[start of SOURCE TEXT]

Array API Compatibility#

ezmsg-learn uses the Array API standard to allow processors to operate on arrays from different backends — NumPy, CuPy, PyTorch, and others — without code changes.

How It Works#

Modules that support the Array API derive the array namespace from their input data using array_api_compat.get_namespace():

from array_api_compat import get_namespace

def process(self, data):
    xp = get_namespace(data)       # numpy, cupy, torch, etc.
    result = xp.linalg.inv(data)   # dispatches to the right backend
    return result

This means that if you pass a CuPy array, all computation stays on the GPU. If you pass a NumPy array, it behaves exactly as before.

Helper utilities from ezmsg.sigproc.util.array handle device placement and creation functions portably:

  • array_device(x) — returns the device of an array, or None

  • xp_create(fn, *args, dtype=None, device=None) — calls creation functions (zeros, eye) with optional device

  • xp_asarray(xp, obj, dtype=None, device=None) — portable asarray

Module Compatibility#

The table below summarises the Array API status of each module.

Fully compatible#

These modules perform all computation in the source array namespace.

Module

Notes

process.ssr

LRR / self-supervised regression. Full Array API.

model.cca

Incremental CCA. Replaced scipy.linalg.sqrtm with an eigendecomposition-based inverse square root using only Array API ops.

process.rnn

PyTorch-native; operates on torch.Tensor throughout.

Mostly compatible (with NumPy boundaries)#

These modules use the Array API for data manipulation but fall back to NumPy at specific points where a dependency requires it.

Module

NumPy boundary

Reason

model.refit_kalman

_compute_gain()

scipy.linalg.solve_discrete_are has no Array API equivalent. Matrices are converted to NumPy for the DARE solver, then converted back.

[end of SOURCE TEXT]
[start of RAW DATA]

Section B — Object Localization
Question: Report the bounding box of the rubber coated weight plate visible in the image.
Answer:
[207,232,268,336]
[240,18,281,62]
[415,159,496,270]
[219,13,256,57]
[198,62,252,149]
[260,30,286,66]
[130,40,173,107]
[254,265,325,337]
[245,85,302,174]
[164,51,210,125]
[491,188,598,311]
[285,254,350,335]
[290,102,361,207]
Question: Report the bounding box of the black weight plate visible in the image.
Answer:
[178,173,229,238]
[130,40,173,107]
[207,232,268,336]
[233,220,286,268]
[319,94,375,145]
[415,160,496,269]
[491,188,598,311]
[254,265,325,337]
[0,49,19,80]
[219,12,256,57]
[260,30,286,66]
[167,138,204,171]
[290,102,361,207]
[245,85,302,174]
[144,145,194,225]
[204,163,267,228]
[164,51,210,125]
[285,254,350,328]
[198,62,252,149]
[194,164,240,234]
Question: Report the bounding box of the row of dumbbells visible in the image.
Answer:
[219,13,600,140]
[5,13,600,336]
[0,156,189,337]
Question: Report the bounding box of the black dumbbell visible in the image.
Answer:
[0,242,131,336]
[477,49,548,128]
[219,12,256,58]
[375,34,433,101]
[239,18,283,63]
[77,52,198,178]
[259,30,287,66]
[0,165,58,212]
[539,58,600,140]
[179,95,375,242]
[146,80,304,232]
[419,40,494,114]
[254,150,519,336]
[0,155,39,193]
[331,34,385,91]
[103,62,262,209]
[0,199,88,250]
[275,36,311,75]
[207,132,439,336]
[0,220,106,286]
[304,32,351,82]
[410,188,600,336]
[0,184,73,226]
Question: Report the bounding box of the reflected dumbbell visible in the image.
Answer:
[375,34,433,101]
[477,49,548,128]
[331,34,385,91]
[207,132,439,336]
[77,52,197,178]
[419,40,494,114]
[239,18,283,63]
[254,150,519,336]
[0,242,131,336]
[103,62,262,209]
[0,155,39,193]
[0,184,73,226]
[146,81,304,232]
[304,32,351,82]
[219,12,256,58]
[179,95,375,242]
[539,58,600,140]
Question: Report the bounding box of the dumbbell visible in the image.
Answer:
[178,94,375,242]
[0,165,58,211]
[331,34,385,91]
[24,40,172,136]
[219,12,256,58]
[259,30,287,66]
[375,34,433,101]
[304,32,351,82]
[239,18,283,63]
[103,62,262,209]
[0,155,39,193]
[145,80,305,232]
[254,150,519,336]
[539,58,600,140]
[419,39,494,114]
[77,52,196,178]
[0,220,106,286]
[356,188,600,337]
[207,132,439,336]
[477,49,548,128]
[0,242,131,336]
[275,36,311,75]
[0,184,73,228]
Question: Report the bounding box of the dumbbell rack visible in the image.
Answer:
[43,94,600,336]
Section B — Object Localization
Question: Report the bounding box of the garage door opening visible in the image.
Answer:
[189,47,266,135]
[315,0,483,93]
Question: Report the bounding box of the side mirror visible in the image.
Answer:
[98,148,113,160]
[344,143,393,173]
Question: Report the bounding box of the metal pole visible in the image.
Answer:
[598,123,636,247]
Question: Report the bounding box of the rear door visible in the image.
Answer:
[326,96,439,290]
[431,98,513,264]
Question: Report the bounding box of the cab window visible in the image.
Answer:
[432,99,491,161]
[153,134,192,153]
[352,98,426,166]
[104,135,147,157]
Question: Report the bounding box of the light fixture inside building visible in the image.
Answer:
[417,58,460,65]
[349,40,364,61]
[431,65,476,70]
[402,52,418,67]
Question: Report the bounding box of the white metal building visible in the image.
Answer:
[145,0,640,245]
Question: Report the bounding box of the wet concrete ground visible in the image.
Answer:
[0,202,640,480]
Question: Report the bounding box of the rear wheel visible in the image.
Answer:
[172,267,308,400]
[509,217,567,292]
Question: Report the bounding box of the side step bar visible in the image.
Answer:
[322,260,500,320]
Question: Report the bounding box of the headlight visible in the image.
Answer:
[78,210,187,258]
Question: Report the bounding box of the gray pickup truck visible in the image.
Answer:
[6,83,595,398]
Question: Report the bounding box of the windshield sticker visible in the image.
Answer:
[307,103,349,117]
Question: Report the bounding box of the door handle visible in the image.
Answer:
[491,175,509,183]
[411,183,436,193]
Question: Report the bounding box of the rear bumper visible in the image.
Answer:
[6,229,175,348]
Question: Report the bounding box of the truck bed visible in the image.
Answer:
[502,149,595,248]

[end of RAW DATA]

WHAT THE EXERCISE ASKS.
Reproduce the Array API compatibility page from "These modules use" to "then converted back.", without changing a word. The records were taken from a different source than the Array API compatibility page.

FINAL RESULT.
These modules use the Array API for data manipulation but fall back to NumPy at specific points where a dependency requires it.

Module

NumPy boundary

Reason

model.refit_kalman

_compute_gain()

scipy.linalg.solve_discrete_are has no Array API equivalent. Matrices are converted to NumPy for the DARE solver, then converted back.